*** Exercise passage ***

What this suggests is that documents and documentation processes should be flexible, yet provide guidance on decision-making based on risk assessments, process inputs, laboratory data, and other data. That means adapting cGMP records to capture scenarios and data, risk assessments, decisions, and justifications, rather than simply the data that are commonly recorded. For example, the practice of reviewing a single batch record as it was executed does not allow for the monitoring of trends or of overall process execution. Conventional documentation audits are restricted to uncovering documentation practices and verifying individual calculations. They do not provide an adequate picture of the process capability or the overall capability of the manufacturing team and equipment.

Thus, the addition of knowledge management and QRM to quality systems elevates compliance considerations to a higher level, moving away from document execution to document content, effectively shifting the focus of compliance from the management of paper to the management of knowledge.

As with the implementation of QRM, knowledge management should be incorporated into current systems to minimize operational and cultural disruption. Comprehensive knowledge management may require some new systems, but the goal is to bring data together to enable its conversion into knowledge, not to create yet another place to put data.

CHANGE CONTROL

The change control process should be designed to enable the staff to:

  • Establish what level of review is required at each stage of development to determine whether the process and product are within the design space.

  • Decide when trends toward the limits of design space require a change in input variables or process parameters.

*** End of Exercise passage ***
*** Information ***

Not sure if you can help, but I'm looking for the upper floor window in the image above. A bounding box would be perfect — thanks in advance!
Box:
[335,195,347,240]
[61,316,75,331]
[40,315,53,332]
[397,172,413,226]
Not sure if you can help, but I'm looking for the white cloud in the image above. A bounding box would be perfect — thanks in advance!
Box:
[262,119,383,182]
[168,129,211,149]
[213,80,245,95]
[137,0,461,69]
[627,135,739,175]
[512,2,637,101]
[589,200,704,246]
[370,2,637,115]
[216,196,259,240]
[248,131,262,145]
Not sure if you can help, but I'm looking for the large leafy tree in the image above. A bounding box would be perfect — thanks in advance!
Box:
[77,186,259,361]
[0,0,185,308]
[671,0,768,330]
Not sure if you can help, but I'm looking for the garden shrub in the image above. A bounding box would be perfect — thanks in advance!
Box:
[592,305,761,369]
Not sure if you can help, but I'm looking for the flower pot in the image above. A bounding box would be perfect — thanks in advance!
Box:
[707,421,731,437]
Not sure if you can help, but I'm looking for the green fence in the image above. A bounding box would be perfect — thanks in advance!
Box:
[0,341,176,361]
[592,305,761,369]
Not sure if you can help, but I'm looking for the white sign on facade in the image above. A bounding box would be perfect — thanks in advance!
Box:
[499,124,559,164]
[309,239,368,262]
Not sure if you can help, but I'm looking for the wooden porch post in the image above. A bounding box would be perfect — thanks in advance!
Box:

*** End of Information ***

→ Tasks and exercises:
a - Summarize the passage on cGMP documentation in two sentences.
b - From the passage on cGMP documentation, return the text starting with "As with the" and going on through "the design space.".
c - Answer these questions from the passage on cGMP documentation:
(i) What are conventional documentation audits restricted to?
(ii) Into what should knowledge management be incorporated, and what is this meant to minimize?
(iii) According to the second bullet under "CHANGE CONTROL", what should the process enable the staff to decide?

→ Answer list:
a - cGMP documentation should be flexible and capture scenarios, risk assessments, decisions, and justifications rather than only commonly recorded data, because reviewing single batch records and conventional audits do not show trends or overall process capability; adding knowledge management and QRM shifts compliance from managing paper to managing knowledge. Knowledge management should be built into current systems to bring data together as knowledge, and change control should let staff establish the level of review needed at each development stage and decide when trends toward design space limits require changes to input variables or process parameters.

b -
As with the implementation of QRM, knowledge management should be incorporated into current systems to minimize operational and cultural disruption. Comprehensive knowledge management may require some new systems, but the goal is to bring data together to enable its conversion into knowledge, not to create yet another place to put data.

CHANGE CONTROL

The change control process should be designed to enable the staff to:

  • Establish what level of review is required at each stage of development to determine whether the process and product are within the design space.

c -
(i) Uncovering documentation practices and verifying individual calculations.
(ii) Current systems, to minimize operational and cultural disruption.
(iii) When trends toward the limits of design space require a change in input variables or process parameters.